* [Given task]: Write out again only the lines running from the one that contains "Expected: one point per instance of the ring" to the end of the records below, including both the first and the last.

* [Records to process]:

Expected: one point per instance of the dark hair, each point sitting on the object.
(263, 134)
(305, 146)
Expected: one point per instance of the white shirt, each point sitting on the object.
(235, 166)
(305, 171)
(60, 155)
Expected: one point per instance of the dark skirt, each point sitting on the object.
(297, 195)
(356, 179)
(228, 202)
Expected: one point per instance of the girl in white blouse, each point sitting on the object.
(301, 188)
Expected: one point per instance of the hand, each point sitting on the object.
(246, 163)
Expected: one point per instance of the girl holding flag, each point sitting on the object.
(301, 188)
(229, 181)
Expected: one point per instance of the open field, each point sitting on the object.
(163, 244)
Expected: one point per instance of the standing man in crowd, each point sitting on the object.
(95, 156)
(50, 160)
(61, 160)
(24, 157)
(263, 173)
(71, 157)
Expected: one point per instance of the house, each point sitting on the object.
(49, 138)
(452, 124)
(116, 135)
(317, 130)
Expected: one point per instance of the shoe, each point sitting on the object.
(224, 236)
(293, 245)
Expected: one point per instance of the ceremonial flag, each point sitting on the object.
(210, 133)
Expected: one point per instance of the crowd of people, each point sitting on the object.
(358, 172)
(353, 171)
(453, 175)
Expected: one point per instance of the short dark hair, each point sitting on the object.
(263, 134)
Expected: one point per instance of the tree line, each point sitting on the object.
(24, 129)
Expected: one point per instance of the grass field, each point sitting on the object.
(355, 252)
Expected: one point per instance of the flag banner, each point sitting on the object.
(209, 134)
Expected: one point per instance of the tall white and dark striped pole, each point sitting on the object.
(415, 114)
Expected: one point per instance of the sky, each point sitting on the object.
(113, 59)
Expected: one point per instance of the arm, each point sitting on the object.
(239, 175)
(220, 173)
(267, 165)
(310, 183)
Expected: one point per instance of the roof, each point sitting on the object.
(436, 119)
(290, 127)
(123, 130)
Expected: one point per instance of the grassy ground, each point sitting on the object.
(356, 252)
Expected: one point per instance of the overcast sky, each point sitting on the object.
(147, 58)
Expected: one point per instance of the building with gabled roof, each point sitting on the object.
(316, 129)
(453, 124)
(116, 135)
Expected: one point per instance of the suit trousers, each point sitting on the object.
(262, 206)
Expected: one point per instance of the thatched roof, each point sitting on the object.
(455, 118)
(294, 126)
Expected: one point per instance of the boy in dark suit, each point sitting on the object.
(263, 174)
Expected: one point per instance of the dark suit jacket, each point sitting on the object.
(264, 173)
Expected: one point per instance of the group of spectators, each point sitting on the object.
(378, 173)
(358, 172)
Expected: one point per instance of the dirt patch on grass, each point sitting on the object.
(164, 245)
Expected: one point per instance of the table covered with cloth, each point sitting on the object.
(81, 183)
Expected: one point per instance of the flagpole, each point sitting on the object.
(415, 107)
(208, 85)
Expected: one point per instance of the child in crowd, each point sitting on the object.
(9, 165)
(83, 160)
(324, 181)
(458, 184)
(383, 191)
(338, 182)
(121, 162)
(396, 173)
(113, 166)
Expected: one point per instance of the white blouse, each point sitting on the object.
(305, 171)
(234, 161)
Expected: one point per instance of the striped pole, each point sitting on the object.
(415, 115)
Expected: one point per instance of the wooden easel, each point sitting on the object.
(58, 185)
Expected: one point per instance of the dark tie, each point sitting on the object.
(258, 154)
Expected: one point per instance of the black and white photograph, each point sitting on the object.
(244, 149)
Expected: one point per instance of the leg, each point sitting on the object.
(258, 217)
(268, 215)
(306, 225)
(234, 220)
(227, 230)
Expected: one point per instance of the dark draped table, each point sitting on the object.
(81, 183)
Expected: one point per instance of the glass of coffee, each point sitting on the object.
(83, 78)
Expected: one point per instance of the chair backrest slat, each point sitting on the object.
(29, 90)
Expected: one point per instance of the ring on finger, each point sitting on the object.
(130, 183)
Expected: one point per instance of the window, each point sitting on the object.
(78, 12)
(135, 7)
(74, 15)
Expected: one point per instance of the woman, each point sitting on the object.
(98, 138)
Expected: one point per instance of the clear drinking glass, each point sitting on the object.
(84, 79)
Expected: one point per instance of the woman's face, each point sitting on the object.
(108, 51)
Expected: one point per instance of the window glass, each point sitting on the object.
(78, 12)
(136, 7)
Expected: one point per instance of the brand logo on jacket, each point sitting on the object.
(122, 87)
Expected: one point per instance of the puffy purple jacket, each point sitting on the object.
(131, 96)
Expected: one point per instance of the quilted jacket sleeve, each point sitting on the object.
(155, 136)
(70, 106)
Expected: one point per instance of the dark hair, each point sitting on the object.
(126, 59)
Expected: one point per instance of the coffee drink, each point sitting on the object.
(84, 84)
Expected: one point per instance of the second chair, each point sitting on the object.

* [Response to the task]:
Expected: one point per instance of the ring on finger, each point sitting on the object.
(130, 183)
Expected: one point per instance of the window, each point sitting on the object.
(78, 12)
(135, 7)
(74, 15)
Expected: one point per instance of the woman, each point sitting on the object.
(98, 138)
Expected: one point per instance of the clear drinking glass, each point sitting on the object.
(84, 79)
Expected: one point per instance of the woman's face, each point sitting on the object.
(108, 51)
Expected: one point per instance of the window glass, each point sitting on the object.
(78, 12)
(136, 7)
Expected: one point per instance of the brand logo on jacket, each point sitting on the object.
(122, 87)
Expected: one point per instance of the puffy purple jacket, each point sitting on the object.
(131, 96)
Expected: one point per instance of the quilted jacket sleeve, each point sitting on the object.
(155, 136)
(70, 106)
Expected: one point per instance of the dark hair, each point sitting on the object.
(126, 59)
Expected: one point per instance of the coffee drink, each point sitting on the object.
(84, 84)
Expected: one point per instance of the second chair, each point sitting on the object.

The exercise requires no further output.